Pointing dataset excerpts

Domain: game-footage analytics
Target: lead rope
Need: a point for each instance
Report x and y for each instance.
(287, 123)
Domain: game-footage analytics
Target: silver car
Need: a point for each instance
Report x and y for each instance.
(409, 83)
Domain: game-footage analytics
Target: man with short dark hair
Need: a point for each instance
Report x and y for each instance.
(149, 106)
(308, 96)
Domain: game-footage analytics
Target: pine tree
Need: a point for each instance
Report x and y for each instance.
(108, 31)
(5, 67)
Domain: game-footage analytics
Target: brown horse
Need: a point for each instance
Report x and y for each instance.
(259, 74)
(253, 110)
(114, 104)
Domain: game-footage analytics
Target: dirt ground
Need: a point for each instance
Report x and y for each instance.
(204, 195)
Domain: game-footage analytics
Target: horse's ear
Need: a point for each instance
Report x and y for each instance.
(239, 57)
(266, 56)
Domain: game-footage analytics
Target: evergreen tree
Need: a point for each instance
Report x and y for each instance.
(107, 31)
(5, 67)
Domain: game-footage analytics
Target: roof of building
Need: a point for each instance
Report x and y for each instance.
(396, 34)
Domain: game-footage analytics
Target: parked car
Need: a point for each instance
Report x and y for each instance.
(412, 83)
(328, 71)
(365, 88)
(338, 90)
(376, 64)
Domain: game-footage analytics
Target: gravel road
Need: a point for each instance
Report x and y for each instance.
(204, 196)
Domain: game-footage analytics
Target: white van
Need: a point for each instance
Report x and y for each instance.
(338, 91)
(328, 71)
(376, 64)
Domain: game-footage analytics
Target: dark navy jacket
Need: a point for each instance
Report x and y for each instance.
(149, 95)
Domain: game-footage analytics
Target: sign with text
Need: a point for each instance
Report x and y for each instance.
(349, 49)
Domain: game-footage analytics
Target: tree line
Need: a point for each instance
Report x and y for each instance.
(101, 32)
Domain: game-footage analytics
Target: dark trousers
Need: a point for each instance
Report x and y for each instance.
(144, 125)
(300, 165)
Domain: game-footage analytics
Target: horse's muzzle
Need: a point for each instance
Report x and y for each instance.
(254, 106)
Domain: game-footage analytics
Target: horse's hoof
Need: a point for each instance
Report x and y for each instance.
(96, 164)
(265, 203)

> _What this task involves_
Give all the records again. Match them exactly.

> _Task output_
Domain: game-footage analytics
Target: lead rope
Need: a point for each instance
Report x and y for each instance.
(287, 123)
Domain: game-footage analytics
Target: silver car
Need: a point for each instance
Report x and y for each instance.
(409, 83)
Domain: game-footage analytics
Target: man with short dark hair
Need: a point for each instance
Report x and y for each instance.
(149, 106)
(308, 96)
Domain: game-footage analytics
Target: pine tree
Need: a point for each instance
Report x and y for each instance.
(108, 31)
(5, 67)
Domain: game-footage analytics
Target: brown horse
Need: a point for each instance
Report x and y for each instance.
(259, 74)
(253, 110)
(114, 104)
Domain: game-footage analytics
Target: dirt ground
Need: a point for each instance
Report x and y for each instance.
(204, 195)
Domain: game-footage analytics
Target: horse's ear
Need: a point for each instance
Report x and y for each instance.
(239, 57)
(266, 56)
Domain: game-footage analytics
Target: evergreen tree
Need: a point for each instance
Report x and y for each instance.
(107, 31)
(5, 67)
Domain: game-footage analytics
Target: roof of building
Need: a point for each instance
Report x and y for each instance.
(396, 34)
Domain: game-footage analytics
Target: parked car
Need: a point for each instance
Report x and y for each instance.
(412, 83)
(328, 71)
(365, 88)
(338, 90)
(376, 64)
Domain: game-footage analytics
Target: gravel road
Need: a point for each instance
Report x and y for each instance.
(204, 196)
Domain: game-footage analytics
Target: white van
Need: a point for each instance
Report x and y for each instance.
(338, 91)
(328, 71)
(376, 64)
Domain: game-footage analytics
Target: dark navy jacket
Need: a point for each instance
Report x and y for each instance.
(149, 95)
Domain: game-footage analytics
Target: sign with text
Need: a point for each instance
Report x and y for each instance.
(349, 49)
Domain: game-footage analytics
Target: tree line
Need: a point for each instance
Report x and y for each instance.
(101, 32)
Domain: game-footage analytics
Target: dark trousers
Need: a point for each instance
Report x and y for each instance.
(144, 125)
(300, 165)
Domain: game-footage analytics
Target: horse's muzzle
Need: a point for each instance
Report x and y for each instance.
(254, 106)
Domain: game-footage analytics
Target: horse's hoof
Need: a point for each instance
Report x and y for each instance.
(96, 164)
(265, 203)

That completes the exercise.